### Selection
▶

The Great Northern S-1 was a class of 6 4-8-4 Northern type steam locomotives built by the Baldwin Locomotive Works in 1929 and operated by the Great Northern Railway until the late 1950s. They were initially put in passenger service but eventually saw service pulling freight.

History

Design
Initially intended for passenger pulling, the S-1s eventually found their way into pulling freight trains. The S-1 is capable of pulling 18 conventional steel passenger cars westbound and 13 cars eastbound, and 14 cars if the weather is favorable. Should passenger trains exceed such a number of cars eastbound, helper service is added between Walton and Summit. With the help of a pusher, they can pull up to 6,000 tons eastbound. Only one S-1 was fitted with a vestibule cab, No. 2552. Despite their overall success, they had a reputation for being hard on the rails. They were also fitted with roller bearings in the 1940s.

◀

### Stored dataset items

▶

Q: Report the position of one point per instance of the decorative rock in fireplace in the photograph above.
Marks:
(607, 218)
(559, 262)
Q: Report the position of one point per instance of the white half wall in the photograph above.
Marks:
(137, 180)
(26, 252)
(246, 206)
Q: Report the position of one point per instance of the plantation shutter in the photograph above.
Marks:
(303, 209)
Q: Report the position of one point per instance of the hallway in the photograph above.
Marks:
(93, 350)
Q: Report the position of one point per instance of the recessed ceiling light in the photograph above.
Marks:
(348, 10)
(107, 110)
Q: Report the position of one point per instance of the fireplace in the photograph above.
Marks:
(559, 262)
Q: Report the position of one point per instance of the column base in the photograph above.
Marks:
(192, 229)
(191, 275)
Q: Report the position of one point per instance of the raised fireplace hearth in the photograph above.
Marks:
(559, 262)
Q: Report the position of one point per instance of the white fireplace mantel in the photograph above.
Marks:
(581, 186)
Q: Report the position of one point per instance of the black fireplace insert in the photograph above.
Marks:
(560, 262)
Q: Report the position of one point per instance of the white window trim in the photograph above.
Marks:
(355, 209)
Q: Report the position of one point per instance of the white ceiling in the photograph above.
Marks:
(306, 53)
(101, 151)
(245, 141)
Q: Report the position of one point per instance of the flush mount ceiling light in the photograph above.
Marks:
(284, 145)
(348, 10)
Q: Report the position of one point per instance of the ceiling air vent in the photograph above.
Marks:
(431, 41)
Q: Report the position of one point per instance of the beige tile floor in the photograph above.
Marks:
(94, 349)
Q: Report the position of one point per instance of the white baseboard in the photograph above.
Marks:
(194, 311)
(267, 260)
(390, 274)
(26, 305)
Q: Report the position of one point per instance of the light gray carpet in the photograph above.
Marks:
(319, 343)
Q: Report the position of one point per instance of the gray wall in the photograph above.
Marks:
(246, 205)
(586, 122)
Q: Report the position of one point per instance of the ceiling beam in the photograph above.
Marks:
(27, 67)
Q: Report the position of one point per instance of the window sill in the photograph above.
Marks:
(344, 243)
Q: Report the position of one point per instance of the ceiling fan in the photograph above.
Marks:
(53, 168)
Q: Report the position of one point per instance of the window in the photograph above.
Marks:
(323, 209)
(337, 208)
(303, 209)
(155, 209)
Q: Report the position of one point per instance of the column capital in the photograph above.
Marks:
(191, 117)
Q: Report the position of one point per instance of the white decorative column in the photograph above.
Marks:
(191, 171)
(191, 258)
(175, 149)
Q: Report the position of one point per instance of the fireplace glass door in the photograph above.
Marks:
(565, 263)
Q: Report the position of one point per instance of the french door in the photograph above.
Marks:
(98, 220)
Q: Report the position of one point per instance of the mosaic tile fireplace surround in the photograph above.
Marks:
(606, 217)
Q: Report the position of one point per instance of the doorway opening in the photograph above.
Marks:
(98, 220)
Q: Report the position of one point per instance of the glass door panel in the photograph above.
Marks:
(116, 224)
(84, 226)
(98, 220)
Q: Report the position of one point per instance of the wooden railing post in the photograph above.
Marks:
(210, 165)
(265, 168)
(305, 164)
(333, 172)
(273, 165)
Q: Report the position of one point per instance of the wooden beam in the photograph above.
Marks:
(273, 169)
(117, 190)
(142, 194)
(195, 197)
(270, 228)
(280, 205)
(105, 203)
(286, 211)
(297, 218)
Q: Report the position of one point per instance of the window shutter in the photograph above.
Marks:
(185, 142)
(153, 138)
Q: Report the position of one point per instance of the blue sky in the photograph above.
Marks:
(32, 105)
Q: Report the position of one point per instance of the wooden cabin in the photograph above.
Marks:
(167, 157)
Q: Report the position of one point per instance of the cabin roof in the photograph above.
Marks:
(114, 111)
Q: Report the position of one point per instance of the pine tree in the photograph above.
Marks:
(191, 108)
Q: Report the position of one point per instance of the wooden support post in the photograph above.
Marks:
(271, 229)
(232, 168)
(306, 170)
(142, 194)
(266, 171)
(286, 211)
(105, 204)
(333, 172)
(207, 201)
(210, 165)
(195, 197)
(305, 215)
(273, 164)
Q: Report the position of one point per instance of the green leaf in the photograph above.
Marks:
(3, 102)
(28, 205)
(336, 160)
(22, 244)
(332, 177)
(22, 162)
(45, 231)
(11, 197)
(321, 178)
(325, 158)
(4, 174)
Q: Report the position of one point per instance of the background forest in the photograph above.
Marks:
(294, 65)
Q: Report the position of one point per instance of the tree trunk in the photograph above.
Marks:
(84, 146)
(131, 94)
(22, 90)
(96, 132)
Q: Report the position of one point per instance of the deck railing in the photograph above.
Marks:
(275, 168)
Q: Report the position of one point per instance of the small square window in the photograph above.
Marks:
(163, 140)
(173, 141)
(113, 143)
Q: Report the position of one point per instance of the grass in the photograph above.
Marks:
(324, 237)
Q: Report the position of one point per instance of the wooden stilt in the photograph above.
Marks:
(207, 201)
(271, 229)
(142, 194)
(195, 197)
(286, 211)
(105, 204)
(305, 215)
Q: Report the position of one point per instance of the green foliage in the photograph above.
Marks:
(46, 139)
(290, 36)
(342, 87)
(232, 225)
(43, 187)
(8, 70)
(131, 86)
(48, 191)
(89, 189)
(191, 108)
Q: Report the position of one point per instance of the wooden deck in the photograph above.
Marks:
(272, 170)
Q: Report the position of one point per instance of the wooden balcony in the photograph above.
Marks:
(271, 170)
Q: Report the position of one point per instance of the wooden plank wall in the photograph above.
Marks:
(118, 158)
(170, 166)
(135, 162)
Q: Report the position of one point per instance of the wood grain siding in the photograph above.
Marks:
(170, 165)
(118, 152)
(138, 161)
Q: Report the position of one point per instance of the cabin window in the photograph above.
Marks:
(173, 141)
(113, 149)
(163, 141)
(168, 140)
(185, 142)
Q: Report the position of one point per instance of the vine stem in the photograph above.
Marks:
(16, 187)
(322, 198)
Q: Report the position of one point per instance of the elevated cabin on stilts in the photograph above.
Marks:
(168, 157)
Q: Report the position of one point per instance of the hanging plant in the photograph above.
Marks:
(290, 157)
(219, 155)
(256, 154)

◀
▶

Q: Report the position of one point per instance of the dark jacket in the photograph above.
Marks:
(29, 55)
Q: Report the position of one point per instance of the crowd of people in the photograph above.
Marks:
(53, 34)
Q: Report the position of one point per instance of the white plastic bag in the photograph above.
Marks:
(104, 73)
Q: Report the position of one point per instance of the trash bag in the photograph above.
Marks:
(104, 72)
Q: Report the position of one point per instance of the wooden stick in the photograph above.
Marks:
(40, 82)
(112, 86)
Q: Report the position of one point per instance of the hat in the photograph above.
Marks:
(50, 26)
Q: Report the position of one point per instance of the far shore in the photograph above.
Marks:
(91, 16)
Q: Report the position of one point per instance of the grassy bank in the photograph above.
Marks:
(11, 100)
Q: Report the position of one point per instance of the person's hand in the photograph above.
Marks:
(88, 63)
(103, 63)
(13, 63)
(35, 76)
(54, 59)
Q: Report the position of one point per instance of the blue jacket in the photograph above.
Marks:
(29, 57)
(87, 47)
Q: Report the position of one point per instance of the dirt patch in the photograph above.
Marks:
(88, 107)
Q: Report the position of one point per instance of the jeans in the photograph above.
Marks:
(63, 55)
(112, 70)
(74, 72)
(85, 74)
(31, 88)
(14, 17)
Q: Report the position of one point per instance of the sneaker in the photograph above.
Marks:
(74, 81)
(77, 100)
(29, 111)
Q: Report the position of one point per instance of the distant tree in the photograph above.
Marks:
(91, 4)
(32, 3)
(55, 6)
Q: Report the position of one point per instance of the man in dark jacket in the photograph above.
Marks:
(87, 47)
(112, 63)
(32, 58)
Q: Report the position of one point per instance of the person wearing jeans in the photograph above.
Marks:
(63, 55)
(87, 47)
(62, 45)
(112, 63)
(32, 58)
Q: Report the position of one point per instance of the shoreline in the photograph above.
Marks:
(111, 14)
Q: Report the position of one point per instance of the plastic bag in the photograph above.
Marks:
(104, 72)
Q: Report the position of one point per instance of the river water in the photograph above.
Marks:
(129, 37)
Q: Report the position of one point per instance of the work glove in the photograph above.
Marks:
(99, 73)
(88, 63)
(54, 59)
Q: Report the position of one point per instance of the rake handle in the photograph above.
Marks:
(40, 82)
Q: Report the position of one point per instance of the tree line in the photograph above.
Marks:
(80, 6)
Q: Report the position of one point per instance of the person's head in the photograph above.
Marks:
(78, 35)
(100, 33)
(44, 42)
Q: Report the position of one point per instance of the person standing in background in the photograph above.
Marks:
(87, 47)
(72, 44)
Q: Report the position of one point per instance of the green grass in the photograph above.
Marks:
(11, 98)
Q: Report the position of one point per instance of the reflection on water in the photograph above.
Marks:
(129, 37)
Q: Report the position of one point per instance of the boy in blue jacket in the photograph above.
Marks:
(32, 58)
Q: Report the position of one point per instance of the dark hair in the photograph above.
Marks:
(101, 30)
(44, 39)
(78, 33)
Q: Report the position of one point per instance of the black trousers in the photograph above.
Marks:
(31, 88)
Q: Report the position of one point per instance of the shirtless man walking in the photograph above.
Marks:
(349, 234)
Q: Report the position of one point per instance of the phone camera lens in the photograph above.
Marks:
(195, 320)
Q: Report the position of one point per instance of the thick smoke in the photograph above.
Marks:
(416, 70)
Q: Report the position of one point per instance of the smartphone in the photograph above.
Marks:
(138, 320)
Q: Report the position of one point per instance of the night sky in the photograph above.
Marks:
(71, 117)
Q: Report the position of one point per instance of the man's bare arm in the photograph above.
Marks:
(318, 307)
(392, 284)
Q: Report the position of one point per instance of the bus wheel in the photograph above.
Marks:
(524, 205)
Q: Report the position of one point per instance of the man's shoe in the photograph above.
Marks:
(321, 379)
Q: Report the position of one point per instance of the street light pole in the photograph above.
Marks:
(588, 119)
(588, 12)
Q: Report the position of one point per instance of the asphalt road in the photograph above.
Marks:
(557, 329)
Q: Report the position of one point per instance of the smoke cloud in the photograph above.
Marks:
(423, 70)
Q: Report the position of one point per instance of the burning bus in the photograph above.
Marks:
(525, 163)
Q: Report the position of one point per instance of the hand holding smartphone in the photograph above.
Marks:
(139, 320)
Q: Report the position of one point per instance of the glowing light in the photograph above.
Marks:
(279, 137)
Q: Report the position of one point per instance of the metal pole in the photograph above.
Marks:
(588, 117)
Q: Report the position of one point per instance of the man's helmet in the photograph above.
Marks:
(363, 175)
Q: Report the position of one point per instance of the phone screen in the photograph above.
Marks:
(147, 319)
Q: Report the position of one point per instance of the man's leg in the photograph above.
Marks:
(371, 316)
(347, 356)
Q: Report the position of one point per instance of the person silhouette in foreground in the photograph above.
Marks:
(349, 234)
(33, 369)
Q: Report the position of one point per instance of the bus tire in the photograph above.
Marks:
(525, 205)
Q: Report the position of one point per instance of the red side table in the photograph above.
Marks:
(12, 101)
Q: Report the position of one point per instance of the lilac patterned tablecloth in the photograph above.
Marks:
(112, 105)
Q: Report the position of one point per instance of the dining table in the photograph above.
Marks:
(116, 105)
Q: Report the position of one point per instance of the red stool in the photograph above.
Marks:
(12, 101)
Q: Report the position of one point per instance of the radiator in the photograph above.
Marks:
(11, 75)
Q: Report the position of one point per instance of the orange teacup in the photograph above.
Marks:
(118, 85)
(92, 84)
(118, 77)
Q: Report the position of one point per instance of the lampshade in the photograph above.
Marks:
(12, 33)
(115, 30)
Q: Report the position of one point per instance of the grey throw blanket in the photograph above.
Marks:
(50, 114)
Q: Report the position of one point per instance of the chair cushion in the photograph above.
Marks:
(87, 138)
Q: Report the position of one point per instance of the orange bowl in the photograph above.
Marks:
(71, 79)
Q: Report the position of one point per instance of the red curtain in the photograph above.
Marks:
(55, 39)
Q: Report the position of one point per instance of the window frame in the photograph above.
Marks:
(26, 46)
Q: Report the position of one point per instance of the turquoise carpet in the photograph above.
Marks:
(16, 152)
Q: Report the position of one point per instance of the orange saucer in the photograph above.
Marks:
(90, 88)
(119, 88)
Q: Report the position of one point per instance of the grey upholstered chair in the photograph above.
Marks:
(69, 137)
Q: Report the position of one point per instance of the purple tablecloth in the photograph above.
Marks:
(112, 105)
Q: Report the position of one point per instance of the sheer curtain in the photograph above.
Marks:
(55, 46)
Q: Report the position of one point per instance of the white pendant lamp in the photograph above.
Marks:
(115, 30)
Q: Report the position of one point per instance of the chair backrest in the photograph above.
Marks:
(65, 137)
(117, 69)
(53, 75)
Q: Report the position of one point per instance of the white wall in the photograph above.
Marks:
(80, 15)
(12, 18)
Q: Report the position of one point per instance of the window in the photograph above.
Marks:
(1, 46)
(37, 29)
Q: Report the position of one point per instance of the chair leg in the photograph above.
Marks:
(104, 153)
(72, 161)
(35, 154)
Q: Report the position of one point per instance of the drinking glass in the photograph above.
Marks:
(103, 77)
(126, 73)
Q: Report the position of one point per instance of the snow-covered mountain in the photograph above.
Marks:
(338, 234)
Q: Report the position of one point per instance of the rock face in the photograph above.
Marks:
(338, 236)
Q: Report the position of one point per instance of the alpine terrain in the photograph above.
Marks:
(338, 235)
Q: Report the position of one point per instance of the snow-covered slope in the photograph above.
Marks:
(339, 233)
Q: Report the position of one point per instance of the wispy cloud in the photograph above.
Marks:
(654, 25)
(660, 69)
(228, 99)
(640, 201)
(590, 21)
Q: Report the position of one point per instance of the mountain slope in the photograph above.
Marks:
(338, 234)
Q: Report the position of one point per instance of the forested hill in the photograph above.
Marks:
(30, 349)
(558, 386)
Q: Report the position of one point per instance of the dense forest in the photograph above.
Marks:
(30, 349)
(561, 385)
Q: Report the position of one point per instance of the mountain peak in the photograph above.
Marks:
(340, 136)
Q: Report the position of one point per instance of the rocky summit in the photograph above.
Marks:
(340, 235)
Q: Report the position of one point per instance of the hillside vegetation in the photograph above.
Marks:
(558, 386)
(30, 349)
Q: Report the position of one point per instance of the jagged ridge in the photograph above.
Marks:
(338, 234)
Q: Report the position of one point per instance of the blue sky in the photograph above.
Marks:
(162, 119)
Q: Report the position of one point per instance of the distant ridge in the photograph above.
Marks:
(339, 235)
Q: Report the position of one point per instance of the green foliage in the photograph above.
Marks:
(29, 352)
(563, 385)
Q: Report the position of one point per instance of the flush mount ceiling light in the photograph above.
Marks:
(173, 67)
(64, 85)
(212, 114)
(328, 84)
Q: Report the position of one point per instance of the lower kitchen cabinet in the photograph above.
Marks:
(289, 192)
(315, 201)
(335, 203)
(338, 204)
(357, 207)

◀

### Directions for this task
Resume the article on the Great Northern S-1 locomotives, picking up right after its last sentence. None of the records are needed here.

### Result for this task
Revenue service
When delivered, they were assigned for passenger service over the Divide between Havre and Whitefish, Montana, then in 1931, they were tested to pull freight between Whitefish, Montana and Hillyard, Washington. The test was a success and the S-1s were reassigned to pull freight trains, leaving the passenger runs mainly to the later S-2 Class of 1930. The S-1 continued pulling freight until dieselization. Retirement started on April 19, 1956 and by April 1958, all of the S-1s have been retired.

Disposition
No S-1 has survived into preservation today, the first S-1 was sold for scrap on April 19, 1956 and by 1963, all of the S-1s have been scrapped.

Roster

See also
Great Northern S-2

References

Great Northern Railway (U.S.)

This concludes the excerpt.